-- START DOCUMENT EXCERPT --

The organisation's full title is the Culinary Institute of America, but foodies call it the CIA. Others dub it a culinary Mafia, with its 'dons' running many of the most renowned kitchens in the US.
Either way, the organisation - established after World War II - can take considerable credit for the creation of a new American haute cuisine in the last couple of decades.
Our mission there was to create a dinner that would incorporate three current obsessions in the US: fine dining, speciality beers and healthy diet.
When the institute asked me to join a group of its chefs and students in this experiment, it had not mentioned the last requirement. I could just about accept that a diet-conscious meal might occasionally be enjoyable, but could it be reconciled with an adequate quantity of decent beer?
On the question of quality, I realised I was worrying unnecessarily: speciality beers would exclude anything as watery tasting as Miller Lite (96 calories per 12oz or 35cl, standard American bottle) or as bland as a regular Budweiser (150 calories). We could have a similar serving of a European-style lager or a pale ale for about 180 calories or less. And, curiously, a beer full of flavour and colour such as Guinness stout weighs in with only 140 calories per 35cl serving.

-- END DOCUMENT EXCERPT --

» **DIRECTIVES**:
(A) In the article about the Culinary Institute of America dinner, how many calories does a 35cl serving of Guinness stout contain?
(B) Pick up the article about the Culinary Institute of America dinner after its final sentence and continue it.

-- START DATA EXTRACT --

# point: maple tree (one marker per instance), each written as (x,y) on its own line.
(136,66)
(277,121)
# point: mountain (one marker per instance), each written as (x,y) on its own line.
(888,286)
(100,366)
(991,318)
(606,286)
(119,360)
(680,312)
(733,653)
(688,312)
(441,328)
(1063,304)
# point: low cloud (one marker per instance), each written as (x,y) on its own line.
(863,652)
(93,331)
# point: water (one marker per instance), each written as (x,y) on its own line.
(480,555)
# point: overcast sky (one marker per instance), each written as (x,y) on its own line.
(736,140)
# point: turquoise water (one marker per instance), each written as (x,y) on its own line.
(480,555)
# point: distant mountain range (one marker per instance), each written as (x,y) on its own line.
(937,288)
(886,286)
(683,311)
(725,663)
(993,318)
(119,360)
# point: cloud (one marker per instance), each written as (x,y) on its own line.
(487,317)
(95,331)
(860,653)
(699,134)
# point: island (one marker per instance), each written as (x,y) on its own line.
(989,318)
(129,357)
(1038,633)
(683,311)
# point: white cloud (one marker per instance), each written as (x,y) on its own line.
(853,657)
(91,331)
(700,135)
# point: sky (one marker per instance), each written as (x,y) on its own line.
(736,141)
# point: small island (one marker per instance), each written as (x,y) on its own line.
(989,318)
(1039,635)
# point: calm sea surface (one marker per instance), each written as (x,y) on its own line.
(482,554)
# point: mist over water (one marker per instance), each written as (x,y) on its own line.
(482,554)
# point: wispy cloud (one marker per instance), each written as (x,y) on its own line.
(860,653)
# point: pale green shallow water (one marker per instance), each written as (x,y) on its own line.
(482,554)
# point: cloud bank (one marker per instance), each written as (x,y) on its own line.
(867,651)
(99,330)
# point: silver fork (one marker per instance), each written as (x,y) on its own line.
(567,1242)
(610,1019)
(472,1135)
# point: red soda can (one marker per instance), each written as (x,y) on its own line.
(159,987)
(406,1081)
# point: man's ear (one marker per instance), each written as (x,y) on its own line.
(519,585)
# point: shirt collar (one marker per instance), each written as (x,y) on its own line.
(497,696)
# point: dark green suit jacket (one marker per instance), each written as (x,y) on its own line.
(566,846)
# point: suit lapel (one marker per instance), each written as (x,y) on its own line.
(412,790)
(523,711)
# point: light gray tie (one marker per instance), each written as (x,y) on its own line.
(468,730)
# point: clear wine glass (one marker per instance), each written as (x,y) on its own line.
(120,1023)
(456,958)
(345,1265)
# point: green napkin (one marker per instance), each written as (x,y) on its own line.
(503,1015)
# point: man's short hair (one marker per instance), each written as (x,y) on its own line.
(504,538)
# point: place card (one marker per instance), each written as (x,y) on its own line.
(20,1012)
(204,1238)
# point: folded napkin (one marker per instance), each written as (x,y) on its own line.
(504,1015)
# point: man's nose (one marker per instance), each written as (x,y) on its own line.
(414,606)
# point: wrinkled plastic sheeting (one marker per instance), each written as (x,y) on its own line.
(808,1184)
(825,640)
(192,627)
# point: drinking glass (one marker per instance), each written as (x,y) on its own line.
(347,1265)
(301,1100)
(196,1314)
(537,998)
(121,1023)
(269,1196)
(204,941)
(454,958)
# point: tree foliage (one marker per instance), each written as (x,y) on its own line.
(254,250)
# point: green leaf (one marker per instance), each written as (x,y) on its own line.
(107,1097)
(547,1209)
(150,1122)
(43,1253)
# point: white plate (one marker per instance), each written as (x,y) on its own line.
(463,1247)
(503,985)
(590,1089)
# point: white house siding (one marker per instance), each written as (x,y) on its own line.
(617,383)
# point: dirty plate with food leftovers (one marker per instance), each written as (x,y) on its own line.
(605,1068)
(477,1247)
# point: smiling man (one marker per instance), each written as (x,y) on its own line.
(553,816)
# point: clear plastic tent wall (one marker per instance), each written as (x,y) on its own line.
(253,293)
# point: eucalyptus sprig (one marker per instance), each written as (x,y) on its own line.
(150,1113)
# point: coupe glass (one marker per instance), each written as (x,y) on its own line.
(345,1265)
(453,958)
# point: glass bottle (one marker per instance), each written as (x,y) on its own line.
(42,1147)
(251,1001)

-- END DATA EXTRACT --

» **SOLVED PROBLEMS**:
(A) 140 calories.

(B)
The same amount of wine could rack up more than 240 calories, although we usually serve grape in smaller glasses. But whichever the accompaniment to a meal, the drink contributes far fewer calories than the food.
Quantity was the real question. We decided that the calorific saving on uninteresting beers was not worthy of consideration. We would go ahead and choose the ones that best matched the foods, offering 20cl of each.
For the record, our menu was: consomme of oyster and watercress, served with the tart, dark-red beer Rodenbach Grand Cru from Belgium; cedar-roasted sturgeon, presented with Samuel Smith's rather calorific Imperial Stout from Yorkshire; sorbet made with, and accompanied by, a Belgian cherry beer; saddle of lamb with asparagus, washed down by an English-style pale ale from a brewery in Portland, Maine; a hop-shoot salad with a Trappist beer; and chocolate terrine with a rhubarb and raspberry sauce, offered with Thomas Hardy's Ale (another hefty brew), from Dorchester, Dorset.
The complete meal amounted to around 1,500 calories, with the beer accounting for about a fifth of the total.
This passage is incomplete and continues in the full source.